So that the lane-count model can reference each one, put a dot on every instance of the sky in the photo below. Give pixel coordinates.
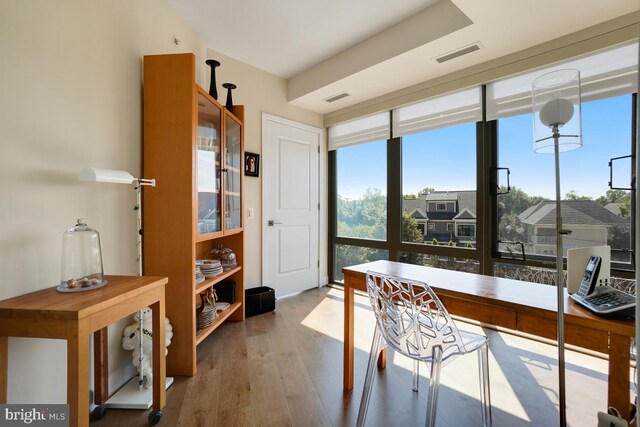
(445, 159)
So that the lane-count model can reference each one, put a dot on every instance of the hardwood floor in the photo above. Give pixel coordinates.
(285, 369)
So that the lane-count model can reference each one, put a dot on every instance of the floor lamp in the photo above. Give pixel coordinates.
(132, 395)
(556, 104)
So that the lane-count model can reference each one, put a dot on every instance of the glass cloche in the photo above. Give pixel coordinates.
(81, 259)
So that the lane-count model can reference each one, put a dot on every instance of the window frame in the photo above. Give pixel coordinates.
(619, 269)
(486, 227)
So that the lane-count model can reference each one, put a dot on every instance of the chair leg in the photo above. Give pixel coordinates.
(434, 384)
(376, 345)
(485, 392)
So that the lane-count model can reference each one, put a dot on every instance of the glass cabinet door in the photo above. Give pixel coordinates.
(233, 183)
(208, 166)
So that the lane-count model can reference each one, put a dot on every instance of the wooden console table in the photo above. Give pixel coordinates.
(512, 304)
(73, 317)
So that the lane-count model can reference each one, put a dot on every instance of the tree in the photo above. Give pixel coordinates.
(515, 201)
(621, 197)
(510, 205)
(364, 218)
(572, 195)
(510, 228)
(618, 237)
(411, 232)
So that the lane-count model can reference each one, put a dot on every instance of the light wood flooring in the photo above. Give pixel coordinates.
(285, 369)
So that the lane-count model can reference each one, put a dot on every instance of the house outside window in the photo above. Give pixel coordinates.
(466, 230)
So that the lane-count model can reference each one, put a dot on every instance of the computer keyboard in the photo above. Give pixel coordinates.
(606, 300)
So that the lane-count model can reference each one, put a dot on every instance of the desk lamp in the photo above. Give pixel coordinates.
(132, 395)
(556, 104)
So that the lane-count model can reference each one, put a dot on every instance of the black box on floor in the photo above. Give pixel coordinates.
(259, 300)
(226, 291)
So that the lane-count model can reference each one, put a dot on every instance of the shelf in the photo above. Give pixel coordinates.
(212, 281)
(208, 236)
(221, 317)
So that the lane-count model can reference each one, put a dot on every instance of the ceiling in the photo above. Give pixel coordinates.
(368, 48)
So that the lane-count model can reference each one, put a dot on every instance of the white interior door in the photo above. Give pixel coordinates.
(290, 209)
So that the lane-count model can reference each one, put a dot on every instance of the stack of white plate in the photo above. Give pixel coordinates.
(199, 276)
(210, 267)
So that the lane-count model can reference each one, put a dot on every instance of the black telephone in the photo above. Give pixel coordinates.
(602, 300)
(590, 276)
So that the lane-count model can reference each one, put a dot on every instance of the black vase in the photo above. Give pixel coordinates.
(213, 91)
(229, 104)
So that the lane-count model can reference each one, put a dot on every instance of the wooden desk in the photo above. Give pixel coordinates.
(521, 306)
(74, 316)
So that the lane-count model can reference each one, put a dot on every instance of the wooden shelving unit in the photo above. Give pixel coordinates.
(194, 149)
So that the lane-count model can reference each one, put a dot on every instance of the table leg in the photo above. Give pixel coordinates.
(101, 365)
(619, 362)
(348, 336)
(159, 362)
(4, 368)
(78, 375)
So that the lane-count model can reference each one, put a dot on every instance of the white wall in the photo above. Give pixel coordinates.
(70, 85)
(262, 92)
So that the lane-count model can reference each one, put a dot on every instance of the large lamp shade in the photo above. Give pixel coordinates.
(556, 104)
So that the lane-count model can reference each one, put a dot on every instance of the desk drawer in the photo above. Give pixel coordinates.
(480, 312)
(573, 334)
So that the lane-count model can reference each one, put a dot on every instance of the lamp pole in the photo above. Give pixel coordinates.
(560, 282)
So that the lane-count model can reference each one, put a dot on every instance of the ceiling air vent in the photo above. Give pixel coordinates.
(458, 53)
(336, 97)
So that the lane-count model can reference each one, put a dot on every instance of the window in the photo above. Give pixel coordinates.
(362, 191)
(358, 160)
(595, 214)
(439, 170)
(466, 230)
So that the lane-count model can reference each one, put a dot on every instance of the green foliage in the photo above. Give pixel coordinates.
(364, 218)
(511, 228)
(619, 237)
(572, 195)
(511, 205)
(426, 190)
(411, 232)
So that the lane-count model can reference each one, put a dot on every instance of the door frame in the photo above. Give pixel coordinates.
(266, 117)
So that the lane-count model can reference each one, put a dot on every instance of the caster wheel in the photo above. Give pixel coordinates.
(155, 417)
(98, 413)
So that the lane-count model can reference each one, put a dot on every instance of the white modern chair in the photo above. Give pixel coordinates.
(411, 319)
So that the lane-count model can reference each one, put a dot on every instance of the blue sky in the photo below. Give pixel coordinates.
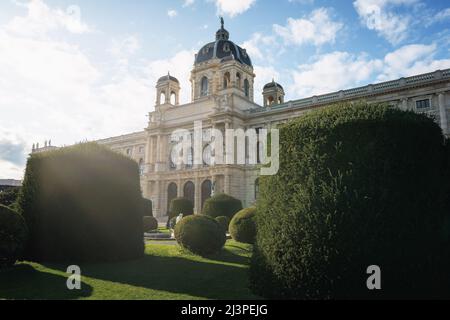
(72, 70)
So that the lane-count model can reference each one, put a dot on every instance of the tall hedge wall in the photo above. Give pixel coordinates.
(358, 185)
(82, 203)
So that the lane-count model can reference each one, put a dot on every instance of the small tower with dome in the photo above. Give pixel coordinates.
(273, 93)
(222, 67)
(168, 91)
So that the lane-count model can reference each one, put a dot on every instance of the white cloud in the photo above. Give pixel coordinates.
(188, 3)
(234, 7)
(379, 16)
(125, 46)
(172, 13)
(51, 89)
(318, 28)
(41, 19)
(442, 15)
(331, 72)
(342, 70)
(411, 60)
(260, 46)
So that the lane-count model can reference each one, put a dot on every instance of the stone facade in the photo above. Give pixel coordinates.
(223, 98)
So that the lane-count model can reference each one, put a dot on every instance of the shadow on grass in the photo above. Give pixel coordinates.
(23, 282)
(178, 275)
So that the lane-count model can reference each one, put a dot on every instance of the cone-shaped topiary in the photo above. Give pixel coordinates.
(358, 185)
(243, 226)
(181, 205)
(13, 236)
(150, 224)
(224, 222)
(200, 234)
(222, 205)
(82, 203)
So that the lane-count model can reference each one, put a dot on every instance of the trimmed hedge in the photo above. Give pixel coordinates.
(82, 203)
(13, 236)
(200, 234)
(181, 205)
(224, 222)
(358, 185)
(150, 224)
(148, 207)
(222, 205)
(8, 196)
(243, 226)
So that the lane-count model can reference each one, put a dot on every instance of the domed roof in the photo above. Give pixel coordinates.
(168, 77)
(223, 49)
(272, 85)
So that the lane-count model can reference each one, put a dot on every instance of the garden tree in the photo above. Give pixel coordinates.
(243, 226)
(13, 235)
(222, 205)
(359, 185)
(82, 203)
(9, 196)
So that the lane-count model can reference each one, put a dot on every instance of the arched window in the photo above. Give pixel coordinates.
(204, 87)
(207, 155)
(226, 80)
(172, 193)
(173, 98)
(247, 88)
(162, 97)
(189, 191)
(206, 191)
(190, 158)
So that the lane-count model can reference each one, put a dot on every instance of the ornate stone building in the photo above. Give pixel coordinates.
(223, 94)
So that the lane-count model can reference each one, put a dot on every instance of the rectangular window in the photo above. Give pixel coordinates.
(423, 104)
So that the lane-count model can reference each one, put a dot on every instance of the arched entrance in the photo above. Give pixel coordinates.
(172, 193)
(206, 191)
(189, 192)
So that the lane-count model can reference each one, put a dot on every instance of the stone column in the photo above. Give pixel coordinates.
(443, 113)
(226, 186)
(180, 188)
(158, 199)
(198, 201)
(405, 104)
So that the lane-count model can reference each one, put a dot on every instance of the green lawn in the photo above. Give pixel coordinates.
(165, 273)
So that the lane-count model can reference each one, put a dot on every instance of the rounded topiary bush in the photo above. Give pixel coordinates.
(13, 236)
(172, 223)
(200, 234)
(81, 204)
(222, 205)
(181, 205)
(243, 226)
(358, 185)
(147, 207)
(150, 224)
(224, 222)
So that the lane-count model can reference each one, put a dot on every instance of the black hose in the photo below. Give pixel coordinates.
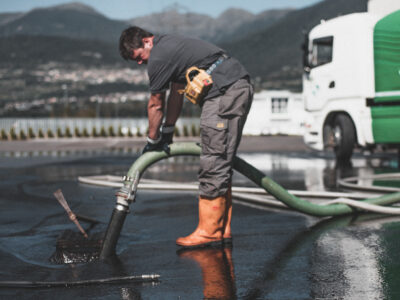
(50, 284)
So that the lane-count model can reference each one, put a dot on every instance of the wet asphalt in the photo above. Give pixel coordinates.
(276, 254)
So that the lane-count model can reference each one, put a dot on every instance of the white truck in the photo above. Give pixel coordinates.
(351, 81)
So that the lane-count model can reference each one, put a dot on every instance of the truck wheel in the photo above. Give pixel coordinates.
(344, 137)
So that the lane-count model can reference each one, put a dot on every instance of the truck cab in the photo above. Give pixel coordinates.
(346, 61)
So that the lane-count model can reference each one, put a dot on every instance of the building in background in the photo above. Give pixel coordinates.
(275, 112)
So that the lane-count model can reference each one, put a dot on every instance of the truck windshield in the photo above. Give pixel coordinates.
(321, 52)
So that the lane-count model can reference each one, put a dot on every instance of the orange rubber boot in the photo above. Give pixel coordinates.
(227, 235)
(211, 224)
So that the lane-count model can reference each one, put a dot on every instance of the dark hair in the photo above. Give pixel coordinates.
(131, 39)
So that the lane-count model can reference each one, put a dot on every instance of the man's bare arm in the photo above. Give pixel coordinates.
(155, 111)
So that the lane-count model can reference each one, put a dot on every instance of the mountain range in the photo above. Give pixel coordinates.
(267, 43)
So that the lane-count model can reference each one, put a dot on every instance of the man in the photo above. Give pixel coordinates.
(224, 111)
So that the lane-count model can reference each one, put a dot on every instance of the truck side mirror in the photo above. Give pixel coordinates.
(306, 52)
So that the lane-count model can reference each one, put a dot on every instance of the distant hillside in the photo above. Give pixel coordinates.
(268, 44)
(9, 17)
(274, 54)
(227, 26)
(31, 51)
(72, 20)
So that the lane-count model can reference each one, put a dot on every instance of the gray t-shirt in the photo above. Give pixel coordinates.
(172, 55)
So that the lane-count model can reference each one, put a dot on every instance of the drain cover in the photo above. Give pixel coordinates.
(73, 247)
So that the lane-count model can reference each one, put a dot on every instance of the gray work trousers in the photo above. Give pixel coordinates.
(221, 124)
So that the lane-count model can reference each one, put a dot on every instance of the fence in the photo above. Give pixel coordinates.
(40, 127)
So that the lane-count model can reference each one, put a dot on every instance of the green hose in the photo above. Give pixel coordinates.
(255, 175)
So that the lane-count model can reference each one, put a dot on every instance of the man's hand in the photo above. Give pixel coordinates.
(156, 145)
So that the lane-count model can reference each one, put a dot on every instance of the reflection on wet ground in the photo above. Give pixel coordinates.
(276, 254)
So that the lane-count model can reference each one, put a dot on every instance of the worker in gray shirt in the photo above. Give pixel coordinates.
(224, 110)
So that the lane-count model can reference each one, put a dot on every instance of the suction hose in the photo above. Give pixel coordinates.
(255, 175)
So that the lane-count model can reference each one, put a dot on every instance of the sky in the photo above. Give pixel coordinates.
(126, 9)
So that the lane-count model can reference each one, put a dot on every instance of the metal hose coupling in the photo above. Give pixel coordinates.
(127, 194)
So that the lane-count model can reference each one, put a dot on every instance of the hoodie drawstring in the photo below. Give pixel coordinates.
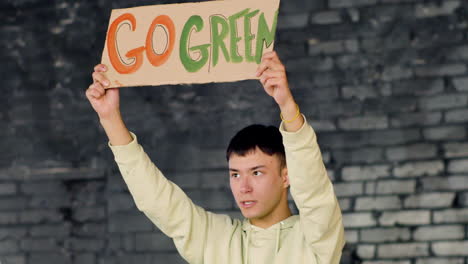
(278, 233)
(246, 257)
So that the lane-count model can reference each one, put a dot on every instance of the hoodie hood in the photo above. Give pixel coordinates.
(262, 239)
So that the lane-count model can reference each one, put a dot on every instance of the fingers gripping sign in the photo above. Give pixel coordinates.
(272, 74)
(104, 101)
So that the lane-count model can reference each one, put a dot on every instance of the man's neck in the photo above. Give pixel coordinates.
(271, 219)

○ ○ ○ ○ ○ ○ ○

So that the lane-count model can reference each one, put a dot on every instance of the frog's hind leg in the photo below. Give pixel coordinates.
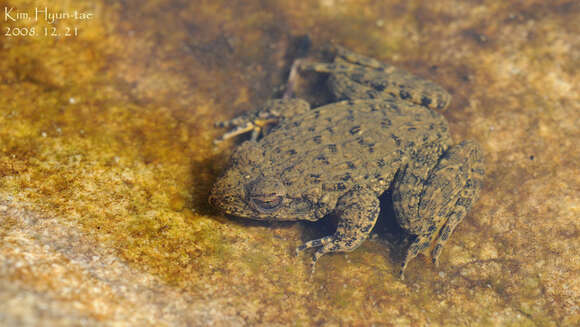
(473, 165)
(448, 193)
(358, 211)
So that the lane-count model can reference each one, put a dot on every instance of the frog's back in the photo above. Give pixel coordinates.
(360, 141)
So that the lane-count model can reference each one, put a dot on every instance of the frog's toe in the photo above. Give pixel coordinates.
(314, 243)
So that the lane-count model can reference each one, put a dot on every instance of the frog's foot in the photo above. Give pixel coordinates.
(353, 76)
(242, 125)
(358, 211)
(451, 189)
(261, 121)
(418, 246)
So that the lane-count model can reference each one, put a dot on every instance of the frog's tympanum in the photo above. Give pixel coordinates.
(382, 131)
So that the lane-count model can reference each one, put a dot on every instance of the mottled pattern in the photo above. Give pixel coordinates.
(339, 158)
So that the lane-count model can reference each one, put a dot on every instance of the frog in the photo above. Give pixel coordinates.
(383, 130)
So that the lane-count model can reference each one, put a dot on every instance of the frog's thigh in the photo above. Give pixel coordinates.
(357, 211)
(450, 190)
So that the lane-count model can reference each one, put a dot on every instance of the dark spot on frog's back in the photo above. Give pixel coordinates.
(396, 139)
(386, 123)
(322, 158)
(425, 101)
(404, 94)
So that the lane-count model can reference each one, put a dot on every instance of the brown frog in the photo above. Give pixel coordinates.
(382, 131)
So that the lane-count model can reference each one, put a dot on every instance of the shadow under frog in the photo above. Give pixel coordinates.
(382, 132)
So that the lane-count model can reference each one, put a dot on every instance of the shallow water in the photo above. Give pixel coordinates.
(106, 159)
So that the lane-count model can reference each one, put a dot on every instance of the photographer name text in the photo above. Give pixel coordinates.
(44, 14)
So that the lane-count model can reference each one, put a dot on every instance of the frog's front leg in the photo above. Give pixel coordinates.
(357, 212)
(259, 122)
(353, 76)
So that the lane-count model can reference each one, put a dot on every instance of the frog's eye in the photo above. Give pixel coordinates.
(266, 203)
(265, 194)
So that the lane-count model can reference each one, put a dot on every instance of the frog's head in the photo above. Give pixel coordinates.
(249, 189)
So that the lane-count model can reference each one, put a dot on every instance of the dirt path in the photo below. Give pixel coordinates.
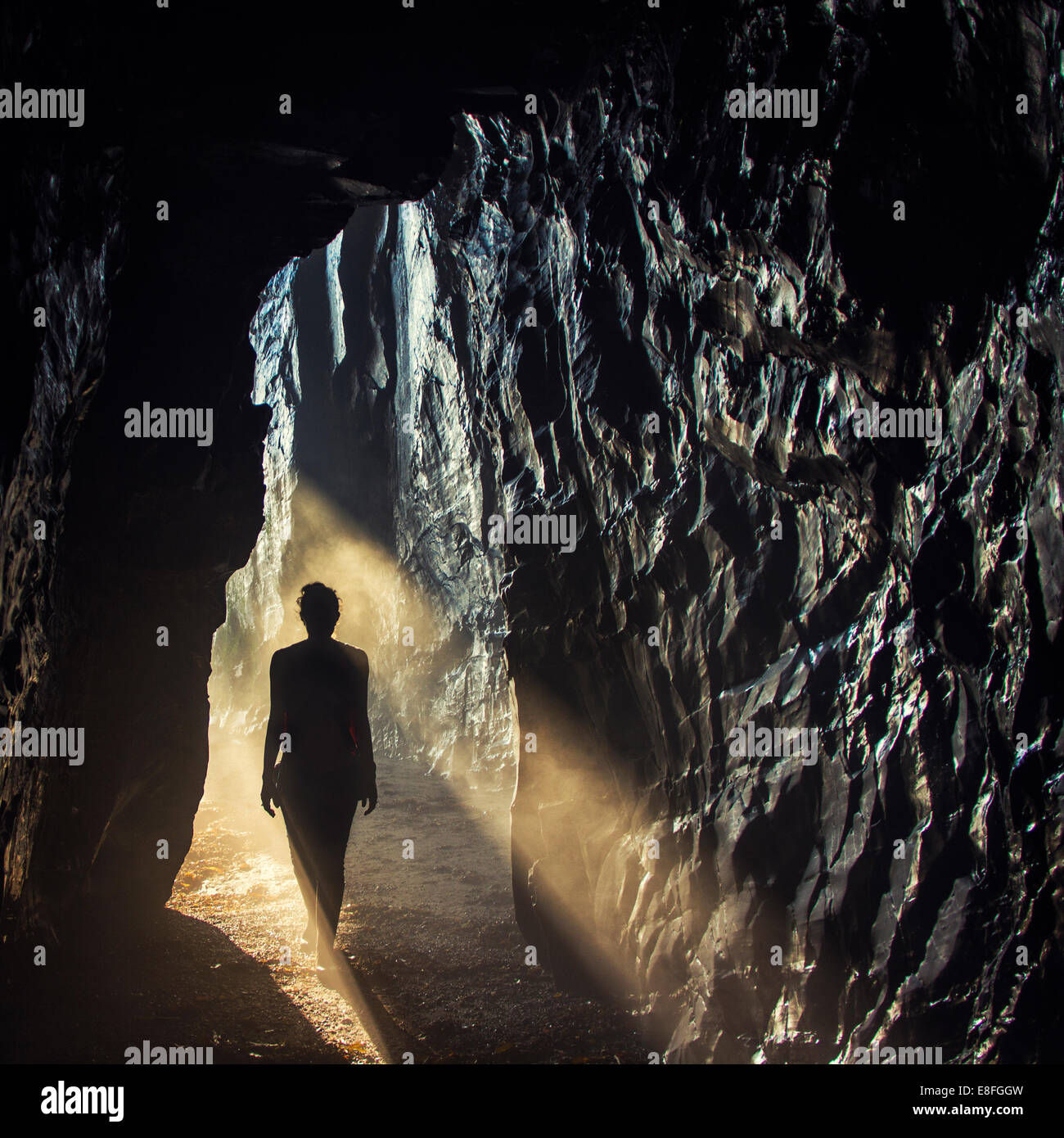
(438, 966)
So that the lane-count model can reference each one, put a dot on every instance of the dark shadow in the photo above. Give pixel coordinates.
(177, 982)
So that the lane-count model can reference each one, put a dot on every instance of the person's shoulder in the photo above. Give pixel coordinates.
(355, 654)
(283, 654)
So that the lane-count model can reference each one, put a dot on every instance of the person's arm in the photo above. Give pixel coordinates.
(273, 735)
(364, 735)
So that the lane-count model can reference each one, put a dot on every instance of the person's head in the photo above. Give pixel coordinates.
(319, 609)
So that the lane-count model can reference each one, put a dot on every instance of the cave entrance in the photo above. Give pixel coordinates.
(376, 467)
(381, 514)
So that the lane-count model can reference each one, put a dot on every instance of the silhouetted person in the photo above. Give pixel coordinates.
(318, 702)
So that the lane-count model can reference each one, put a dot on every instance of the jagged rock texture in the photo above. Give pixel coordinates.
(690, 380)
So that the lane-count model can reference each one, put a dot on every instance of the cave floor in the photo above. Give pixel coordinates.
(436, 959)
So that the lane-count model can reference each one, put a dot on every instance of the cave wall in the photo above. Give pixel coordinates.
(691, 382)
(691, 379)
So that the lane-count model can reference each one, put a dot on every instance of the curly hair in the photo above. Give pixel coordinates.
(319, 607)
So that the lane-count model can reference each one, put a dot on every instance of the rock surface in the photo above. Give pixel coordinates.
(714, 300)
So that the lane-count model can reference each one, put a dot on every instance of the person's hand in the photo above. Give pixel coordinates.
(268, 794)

○ ○ ○ ○ ○ ○ ○

Gather each line in the rows above that contains the string "lamp". Case counts.

_Result for this exercise_:
So that the lane-count model can reference each one, put a dot on every instance of the floor lamp in the photo above. Give pixel coordinates.
So that the lane-count model can reference each one, put a dot on every instance of the desk lamp in the photo above. Give pixel coordinates.
So that the lane-count model can reference each one, put a dot on every instance of the large lamp shade in the photo above. Give pixel coordinates.
So that the lane-count model can reference each one, put a dot on every instance of the lamp pole in the photo above. Give pixel coordinates.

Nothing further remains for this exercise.